"SANDINISTA : THE CLASH SOCIAL FORUM"
Analisi di un capolavoro



1 - ROOTS



L'espressione "Clash Social Forum" è mutuata da Stefano Robecchi ( brillante giornalista di Radio Popolare di Milano) e mi pare essere un modo sintetico ed efficace per affrontare una serie di considerazioni e riflessioni attorno a quello che personalmente ritengo essere il vero capolavoro dei Clash : "Sandinista!"
Il "Clash Social Forum" parte da due culture marginali come la comunità caraibica londinese ed i punk provenienti dalla working class inglese e, mantenendo per entrambe specificità ed identità, le unisce sotto l'egida di comuni obbiettivi e comuni rivendicazioni culturali , sociali e politiche. "Two Sevens Clash", cantava la reggae band Culture nel 1977, "White Riot, I wanna riot , a riot of my own", urlavano i Clash nello stesso periodo.
Esperienze e forze sociali di diversa estrazione che si uniscono e lottano insieme per il raggiungimento di specifici punti di un programma unitario: questo è il social-forum , come nel caso dell'attuale movimento no-global .
Questa unità di intenti fra le due culture sopracitate (peraltro già affrontata da RadioClash in "Punk meets reggae") è il seme dal quale nasce e germoglia in fretta il fiore di "Sandinista!", un lavoro che esce quattro anni dopo (ma normalmente dovrebbero essere quaranta!) il punk rabbioso di "The Clash".

● Materiale fornito:
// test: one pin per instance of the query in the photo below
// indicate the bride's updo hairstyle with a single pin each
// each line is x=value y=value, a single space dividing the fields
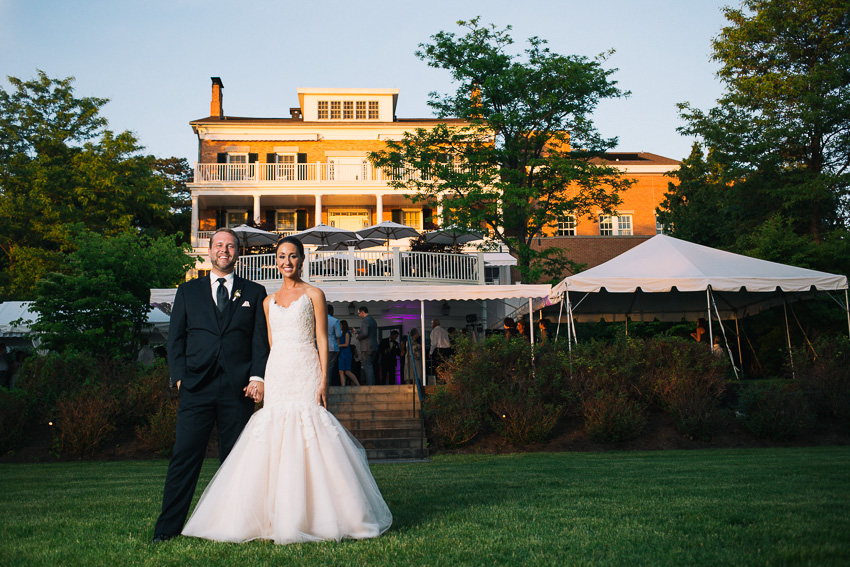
x=290 y=240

● Istruzioni dell'esercizio:
A. Stabilisci se le seguenti affermazioni concordano con il brano su «Sandinista!» dei Clash. Per ciascuna rispondi sì o no e cita le parole del brano che lo dimostrano. (i) L'espressione «Clash Social Forum» è ripresa da Stefano Robecchi. (ii) La band Culture cantava «Two Sevens Clash» nel 1979. (iii) «Sandinista!» esce quattro anni dopo «The Clash».
B. Trascrivi di nuovo il passo del brano su «Sandinista!» che inizia con le parole «Analisi di un» e termina dopo «nello stesso periodo.». Nel passo sostituisci «working class» con «classe operaia».
C. Prosegui il brano su «Sandinista!» dei Clash a partire dall'ultima frase riportata.

● Soluzioni degli esercizi:
A.
(i) Sì: «L'espressione "Clash Social Forum" è mutuata da Stefano Robecchi».
(ii) No: «cantava la reggae band Culture nel 1977».
(iii) Sì: «un lavoro che esce quattro anni dopo».

B.
Analisi di un capolavoro



1 - ROOTS



L'espressione "Clash Social Forum" è mutuata da Stefano Robecchi ( brillante giornalista di Radio Popolare di Milano) e mi pare essere un modo sintetico ed efficace per affrontare una serie di considerazioni e riflessioni attorno a quello che personalmente ritengo essere il vero capolavoro dei Clash : "Sandinista!"
Il "Clash Social Forum" parte da due culture marginali come la comunità caraibica londinese ed i punk provenienti dalla classe operaia inglese e, mantenendo per entrambe specificità ed identità, le unisce sotto l'egida di comuni obbiettivi e comuni rivendicazioni culturali , sociali e politiche. "Two Sevens Clash", cantava la reggae band Culture nel 1977, "White Riot, I wanna riot , a riot of my own", urlavano i Clash nello stesso periodo.

C.
E' chiaro che è lì, a Londra, nella zona Camden-Brixton (dove per esperienza diretta so che il reggae esce dalle finestre dei casermoni a qualsiasi ora) , che troviamo i presupposti della svolta Clash. Una svolta che matura nella testa e nel cuore di Joe, Mick, Paul e Topper.



2 - IL DISCO

In realtà "Sandinista!" va oltre tutte queste considerazioni . Con questo disco i Clash, è proprio il caso di dirlo, hanno rivoluzionato ogni stereotipo musicale, hanno distrutto le regole precostituite con la loro "attitudine" punk (una operazione del genere, ma meno forte e decisa, l'avevano fatta nello stesso anno i Talking Heads con Remain in Light).
"I punk vogliono sicurezza e con noi non la trovano", sentenziavano i nostri.

Come capita qualche volta ai capolavori, un'opera così complessa e radicale ha faticato ad imporsi nella sua pienezza. In England venne attaccata dalla critica in modo quasi unanime, negli States andò meglio.
Chi scrive era rimasto completamente spiazzato (errori di gioventù) dal funk in direzione rap di "The Magnificent Seven". Un bel testo d'accordo…ma i Clash in discoteca proprio no, questo no. Il punk vero era quello degli anarchici duri e puri Crass, non la musica dei Clash. Le mie "convinzioni" cominciarono a vacillare seriamente quando vidi i Clash dal vivo al Vigorelli di Milano (1981), per poi svanire completamente l'anno dopo.
Non avevo capito, non ero riuscito a cogliere l'attimo che invece i Clash avevano naturalmente colto. Successivamente sono riuscito a far convivere nei miei ascolti gruppi punk come Exploited, Gbh e Discharge insieme ai Clash di "Sandinista". Altra lezione imparata.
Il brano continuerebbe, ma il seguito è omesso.